WHAT TO DO >>
Word for word, transcribe all the entries shown below.

INFORMATION >>
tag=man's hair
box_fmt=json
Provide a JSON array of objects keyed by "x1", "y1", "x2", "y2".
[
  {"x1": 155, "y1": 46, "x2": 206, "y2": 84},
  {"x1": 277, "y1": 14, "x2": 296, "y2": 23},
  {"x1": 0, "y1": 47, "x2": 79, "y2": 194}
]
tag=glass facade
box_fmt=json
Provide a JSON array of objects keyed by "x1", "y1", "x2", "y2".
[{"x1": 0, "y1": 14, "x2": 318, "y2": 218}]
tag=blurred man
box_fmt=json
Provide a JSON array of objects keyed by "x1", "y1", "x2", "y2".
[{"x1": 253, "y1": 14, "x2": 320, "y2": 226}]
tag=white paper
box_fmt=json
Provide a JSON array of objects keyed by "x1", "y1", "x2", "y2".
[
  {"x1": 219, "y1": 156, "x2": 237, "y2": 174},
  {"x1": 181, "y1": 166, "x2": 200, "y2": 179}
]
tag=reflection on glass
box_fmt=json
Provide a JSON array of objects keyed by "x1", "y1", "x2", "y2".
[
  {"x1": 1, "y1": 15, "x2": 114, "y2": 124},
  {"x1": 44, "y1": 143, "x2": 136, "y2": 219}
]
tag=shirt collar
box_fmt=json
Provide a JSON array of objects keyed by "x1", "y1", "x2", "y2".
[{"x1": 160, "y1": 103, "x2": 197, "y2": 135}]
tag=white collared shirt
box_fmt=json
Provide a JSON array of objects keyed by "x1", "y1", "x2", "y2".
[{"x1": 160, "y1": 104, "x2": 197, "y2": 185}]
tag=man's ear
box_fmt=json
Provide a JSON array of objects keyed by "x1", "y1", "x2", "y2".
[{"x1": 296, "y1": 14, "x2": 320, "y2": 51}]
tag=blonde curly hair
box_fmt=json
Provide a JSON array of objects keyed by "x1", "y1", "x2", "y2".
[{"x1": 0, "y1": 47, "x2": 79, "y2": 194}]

TASK RESPONSE >>
tag=man's hair
box_fmt=json
Provide a JSON array of objects keyed by "x1", "y1", "x2", "y2".
[
  {"x1": 155, "y1": 46, "x2": 206, "y2": 84},
  {"x1": 277, "y1": 14, "x2": 296, "y2": 23},
  {"x1": 0, "y1": 47, "x2": 79, "y2": 194}
]
tag=glass facade
box_fmt=json
Provide a JSON array of objects keyed by "x1", "y1", "x2", "y2".
[{"x1": 0, "y1": 14, "x2": 318, "y2": 218}]
tag=blurred man
box_fmt=json
Provide a JSON array of objects keyed by "x1", "y1", "x2", "y2".
[{"x1": 253, "y1": 14, "x2": 320, "y2": 226}]
tag=white paper
box_fmt=json
Provide a JSON array of objects keyed by "x1", "y1", "x2", "y2".
[
  {"x1": 219, "y1": 156, "x2": 237, "y2": 174},
  {"x1": 181, "y1": 166, "x2": 200, "y2": 179}
]
tag=reflection on glass
box_fmt=json
Provide a JSON array of objects keyed by "x1", "y1", "x2", "y2".
[
  {"x1": 1, "y1": 15, "x2": 114, "y2": 124},
  {"x1": 44, "y1": 143, "x2": 136, "y2": 219}
]
tag=shirt collar
box_fmt=json
Provide a JSON array of objects keyed by "x1", "y1", "x2", "y2".
[{"x1": 160, "y1": 103, "x2": 197, "y2": 135}]
tag=white collared shirt
box_fmt=json
Provide a JSON array of objects keyed by "x1", "y1", "x2", "y2".
[{"x1": 160, "y1": 104, "x2": 197, "y2": 185}]
tag=man's ear
box_fmt=json
Provide a JSON array of objects keyed by "x1", "y1", "x2", "y2".
[{"x1": 296, "y1": 14, "x2": 320, "y2": 51}]
tag=blonde curly hair
box_fmt=json
Provide a JSON array of objects keyed by "x1", "y1", "x2", "y2".
[{"x1": 0, "y1": 47, "x2": 79, "y2": 194}]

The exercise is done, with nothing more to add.